**AIM:** Copy the column about Katrina Scott at the U.S. Open word for word, keeping every line, including the repeated caption and the photo credit.

>> START PAGE EXTRACT

Column: Katrina Scott trying to make a name (and bio) for herself at U.S. Open

Katrina Scott returns a shot to Amanda Anisimova during the second round of the US Open on Sept. 3 in New York.
Katrina Scott returns a shot to Amanda Anisimova during the second round of the US Open on Sept. 3 in New York.
(Seth Wenig / Associated Press)

Clicking on Katrina Scott’s biography on the Women’s Tennis Assn. web site is a frustrating experience. There are blanks where her height, age, handedness and birthplace should be listed, and a generic female silhouette fills the spot where a photo should be displayed.

“I know,” she said with a laugh. “I was talking to some of the WTA people the other day and they were like, ‘We have absolutely nothing on you. We have to get some stuff.’”

>> END PAGE EXTRACT
>> START GIVEN INFORMATION

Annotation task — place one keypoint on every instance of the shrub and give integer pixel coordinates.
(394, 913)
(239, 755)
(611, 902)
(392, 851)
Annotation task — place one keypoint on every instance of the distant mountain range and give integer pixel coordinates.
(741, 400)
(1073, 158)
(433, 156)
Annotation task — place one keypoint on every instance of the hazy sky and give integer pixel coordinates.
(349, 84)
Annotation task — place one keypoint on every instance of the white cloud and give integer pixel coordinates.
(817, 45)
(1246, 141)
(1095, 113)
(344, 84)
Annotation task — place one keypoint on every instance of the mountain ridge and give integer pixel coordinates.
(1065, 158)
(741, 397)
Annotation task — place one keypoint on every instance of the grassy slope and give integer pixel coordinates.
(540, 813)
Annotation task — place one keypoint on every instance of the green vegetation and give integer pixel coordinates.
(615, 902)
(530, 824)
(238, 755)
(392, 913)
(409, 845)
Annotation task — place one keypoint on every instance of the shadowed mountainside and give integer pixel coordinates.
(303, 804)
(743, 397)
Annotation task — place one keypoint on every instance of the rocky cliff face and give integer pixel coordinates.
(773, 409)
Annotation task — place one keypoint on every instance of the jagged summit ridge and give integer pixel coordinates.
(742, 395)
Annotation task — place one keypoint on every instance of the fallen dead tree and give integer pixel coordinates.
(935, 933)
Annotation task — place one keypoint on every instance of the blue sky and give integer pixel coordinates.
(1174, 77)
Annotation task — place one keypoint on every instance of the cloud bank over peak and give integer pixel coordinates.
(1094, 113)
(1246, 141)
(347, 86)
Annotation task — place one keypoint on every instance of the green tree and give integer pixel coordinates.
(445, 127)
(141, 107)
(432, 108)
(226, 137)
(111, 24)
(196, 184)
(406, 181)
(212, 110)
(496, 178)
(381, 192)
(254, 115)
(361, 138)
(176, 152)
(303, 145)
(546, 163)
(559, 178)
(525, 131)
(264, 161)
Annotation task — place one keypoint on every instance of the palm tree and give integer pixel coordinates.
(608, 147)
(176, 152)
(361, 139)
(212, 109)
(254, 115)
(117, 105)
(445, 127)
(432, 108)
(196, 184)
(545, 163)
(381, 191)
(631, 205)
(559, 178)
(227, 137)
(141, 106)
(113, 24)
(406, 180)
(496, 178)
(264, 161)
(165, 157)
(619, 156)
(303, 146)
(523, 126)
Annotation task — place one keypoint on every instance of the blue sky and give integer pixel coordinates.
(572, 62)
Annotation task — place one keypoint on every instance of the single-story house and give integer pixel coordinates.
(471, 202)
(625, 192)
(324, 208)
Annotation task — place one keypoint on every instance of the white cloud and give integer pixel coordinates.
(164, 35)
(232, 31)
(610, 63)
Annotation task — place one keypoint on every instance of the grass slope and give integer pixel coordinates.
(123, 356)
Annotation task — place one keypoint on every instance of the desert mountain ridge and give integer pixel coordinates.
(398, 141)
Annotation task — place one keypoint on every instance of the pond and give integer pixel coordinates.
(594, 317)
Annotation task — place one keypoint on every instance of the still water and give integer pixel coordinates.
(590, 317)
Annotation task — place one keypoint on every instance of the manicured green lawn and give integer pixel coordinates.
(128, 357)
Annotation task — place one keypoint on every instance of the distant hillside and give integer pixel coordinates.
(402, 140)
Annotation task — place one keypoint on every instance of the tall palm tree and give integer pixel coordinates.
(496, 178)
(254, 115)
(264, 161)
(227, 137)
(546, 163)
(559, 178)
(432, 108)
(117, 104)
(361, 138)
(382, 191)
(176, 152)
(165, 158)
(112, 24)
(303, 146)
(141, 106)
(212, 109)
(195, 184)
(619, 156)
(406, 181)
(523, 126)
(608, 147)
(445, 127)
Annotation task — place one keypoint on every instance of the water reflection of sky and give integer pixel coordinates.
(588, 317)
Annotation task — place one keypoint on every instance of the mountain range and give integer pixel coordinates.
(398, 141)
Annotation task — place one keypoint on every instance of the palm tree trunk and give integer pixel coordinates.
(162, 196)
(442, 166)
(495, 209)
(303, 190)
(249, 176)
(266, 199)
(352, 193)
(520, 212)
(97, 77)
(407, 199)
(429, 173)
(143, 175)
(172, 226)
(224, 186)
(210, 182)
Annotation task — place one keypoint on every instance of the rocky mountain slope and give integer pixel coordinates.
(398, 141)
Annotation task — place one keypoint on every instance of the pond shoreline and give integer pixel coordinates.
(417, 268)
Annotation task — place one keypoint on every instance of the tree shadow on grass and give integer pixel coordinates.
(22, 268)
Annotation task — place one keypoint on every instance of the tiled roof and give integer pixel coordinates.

>> END GIVEN INFORMATION

**CORRECT OUTPUT:**
Column: Katrina Scott trying to make a name (and bio) for herself at U.S. Open

Katrina Scott returns a shot to Amanda Anisimova during the second round of the US Open on Sept. 3 in New York.
Katrina Scott returns a shot to Amanda Anisimova during the second round of the US Open on Sept. 3 in New York.
(Seth Wenig / Associated Press)

Clicking on Katrina Scott’s biography on the Women’s Tennis Assn. web site is a frustrating experience. There are blanks where her height, age, handedness and birthplace should be listed, and a generic female silhouette fills the spot where a photo should be displayed.

“I know,” she said with a laugh. “I was talking to some of the WTA people the other day and they were like, ‘We have absolutely nothing on you. We have to get some stuff.’”